§ **EXERCISE OBJECTIVE**: Pull out and copy every line of the entries below that contains the word "wheel".

───── DATA SHOWN

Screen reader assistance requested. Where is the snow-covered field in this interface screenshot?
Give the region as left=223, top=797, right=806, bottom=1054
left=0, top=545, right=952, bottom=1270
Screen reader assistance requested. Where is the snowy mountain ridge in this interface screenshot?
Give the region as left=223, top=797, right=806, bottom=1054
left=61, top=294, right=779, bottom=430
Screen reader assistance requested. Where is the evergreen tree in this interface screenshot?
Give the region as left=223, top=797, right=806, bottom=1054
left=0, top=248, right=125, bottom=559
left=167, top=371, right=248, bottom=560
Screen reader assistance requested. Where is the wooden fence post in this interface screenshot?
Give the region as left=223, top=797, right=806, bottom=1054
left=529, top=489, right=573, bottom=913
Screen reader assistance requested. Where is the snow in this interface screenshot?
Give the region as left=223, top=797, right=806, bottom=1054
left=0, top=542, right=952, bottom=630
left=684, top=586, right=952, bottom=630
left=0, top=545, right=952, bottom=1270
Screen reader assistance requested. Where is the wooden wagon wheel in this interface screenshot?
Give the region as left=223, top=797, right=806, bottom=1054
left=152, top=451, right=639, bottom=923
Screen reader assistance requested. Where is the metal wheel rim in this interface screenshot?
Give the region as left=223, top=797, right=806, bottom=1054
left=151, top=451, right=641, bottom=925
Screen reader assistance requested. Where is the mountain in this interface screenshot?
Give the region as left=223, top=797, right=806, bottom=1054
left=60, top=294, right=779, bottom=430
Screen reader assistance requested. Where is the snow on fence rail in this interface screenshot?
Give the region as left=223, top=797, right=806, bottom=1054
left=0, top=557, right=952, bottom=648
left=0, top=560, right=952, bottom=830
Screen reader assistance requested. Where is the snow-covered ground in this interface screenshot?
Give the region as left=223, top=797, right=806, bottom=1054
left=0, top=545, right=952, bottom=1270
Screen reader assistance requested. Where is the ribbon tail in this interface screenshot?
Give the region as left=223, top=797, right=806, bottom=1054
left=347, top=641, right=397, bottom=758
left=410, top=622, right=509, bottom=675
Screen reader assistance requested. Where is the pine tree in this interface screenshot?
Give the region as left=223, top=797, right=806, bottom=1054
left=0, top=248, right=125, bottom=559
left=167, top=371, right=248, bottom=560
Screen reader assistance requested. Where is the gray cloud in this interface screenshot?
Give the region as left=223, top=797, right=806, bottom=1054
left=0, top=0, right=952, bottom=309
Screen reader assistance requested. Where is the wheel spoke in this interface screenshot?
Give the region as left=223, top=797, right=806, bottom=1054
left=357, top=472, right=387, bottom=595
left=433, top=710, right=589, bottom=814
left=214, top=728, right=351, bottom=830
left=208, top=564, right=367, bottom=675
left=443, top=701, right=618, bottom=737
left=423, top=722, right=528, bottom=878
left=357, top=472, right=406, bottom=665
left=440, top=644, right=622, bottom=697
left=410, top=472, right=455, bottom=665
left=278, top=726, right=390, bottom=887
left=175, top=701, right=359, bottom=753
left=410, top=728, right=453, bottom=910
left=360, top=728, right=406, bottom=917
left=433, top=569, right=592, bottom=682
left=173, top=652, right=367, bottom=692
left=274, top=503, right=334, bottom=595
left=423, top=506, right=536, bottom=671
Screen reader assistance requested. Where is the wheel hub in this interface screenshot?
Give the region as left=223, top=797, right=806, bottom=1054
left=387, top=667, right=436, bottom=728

──────────

§ **TASK OUTPUT**:
Screen reader assistance requested. Where is the wooden wagon wheel in this interface screenshot?
Screen reader assistance requested. Where is the metal wheel rim in this interface screenshot?
Screen reader assistance requested. Where is the wheel spoke in this interface screenshot?
Screen reader assistance requested. Where is the wheel hub in this interface screenshot?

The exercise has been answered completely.